-- Selected passage --
Redevelopment of Stow Acres Country Club by Harvard-based MCO & Associates will include 40 cottage-style rental homes. Image courtesy of MCO & Associates

A golf course redevelopment in Stow and high-profile site in Amesbury await as test cases for a resurgence of a housing style that consumes less land and takes a smaller bite out of household budgets.

The Stow Acres project in Stow and Rocky Hill development in Amesbury will demonstrate modern-day models for cottage-style housing.

And they’re being mooted as housing advocates campaign to legalize small house lots statewide. The change could spur construction of more modest, relatively affordable single-family homes across Massachusetts, according to housing advocates and the sponsor of the Starter Homes ballot question.

Voters may have the chance to legalize small house lots on a statewide basis pending the certification and approval of a ballot question for the 2026 state election.

“Most builders would tell you they prefer not to do large homes any longer,” said Bob Dale, a New Hampshire developer who is nearing final approval for a 379-unit project in Amesbury. “People aren’t looking for the maintenance of the big yard, and it would be extremely appealing to builders and easier to get away with a lot less infrastructure costs.”

Ballot Question Seeks Starter Homes

The Starter Homes ballot question would legalize single-family homes on lots as small as 5,000 square feet that have 50 feet of road frontage, and public water and sewer service. Sponsored by Andrew Mikula, it needs almost 75,000 voter signatures to appear on the 2026 ballot. Mikula’s group said last week it had submitted over 84,000 to Secretary of State Bill Galvin’s office.

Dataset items
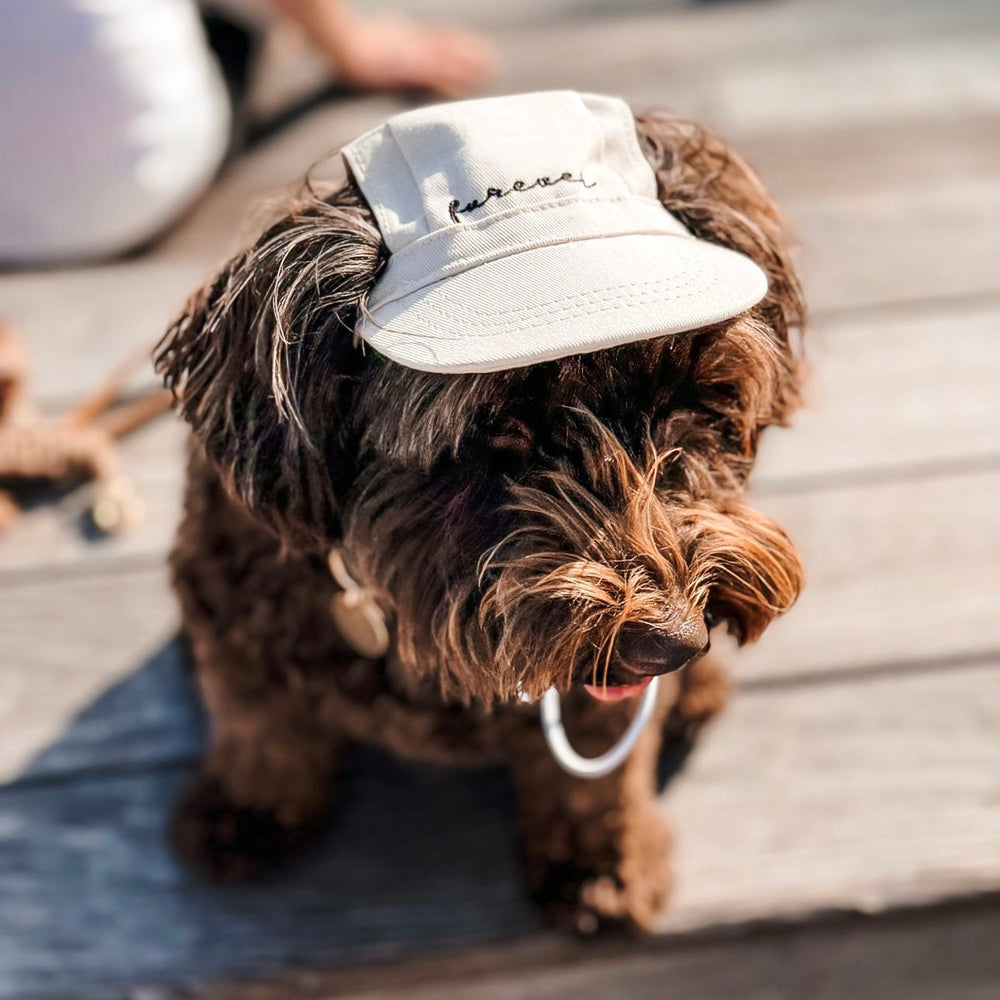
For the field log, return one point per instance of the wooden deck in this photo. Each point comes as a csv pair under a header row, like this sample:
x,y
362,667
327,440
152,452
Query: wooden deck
x,y
858,769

-- Problem --
Pick up the article on cottage-style starter homes in Massachusetts after its last sentence and keep writing it.

-- Task output --
Mikula is a senior housing fellow at The Pioneer Institute but is organizing the ballot question in a private capacity.

The goal of the initiative petition is to resurrect a remnant of residential living that once proliferated in suburbs and small towns. Cottage-style homes could fill a sought-after niche offering home ownership or rental opportunities for first-time homebuyers or downsizing families, developers and housing researchers say.

“The product is a little more attractive for people in terms of having their own four walls and more privacy and more light,” said Mark O’Hagan, owner of Harvard-based development firm MCO & Associates.

Outer Suburbs Block Cottage Projects

MCO & Associates is set to begin construction next spring of a cluster-style development including single-family homes, rental cottages and age-restricted apartments on a portion of the Stow Acres Country Club property. Image courtesy of MCO & Associates

O’Hagan specializes in cottage-style housing projects in the outer suburbs, where land acquisition costs tend to be lower. But cottage-style projects still face obstacles from the large minimum lot sizes in many communities.

Such is the case in Stow, where the existing zoning requires 1.5-acre minimum lots for single-family homes.

After O’Hagan began discussions with the owners of Stow Acres Country Club about acquiring the property for development, town officials contacted him to discuss a compromise that would preserve some of the land for open space and conservation.

O’Hagan received approval through Chapter 40B, the state’s affordable housing law, for a $100 million cluster-style development including 124 single-family homes, 40 cottage-style rental houses and 25 age-restricted apartments on 69 acres. The town agreed to acquire the remainder of the 175-acre country club property for conservation.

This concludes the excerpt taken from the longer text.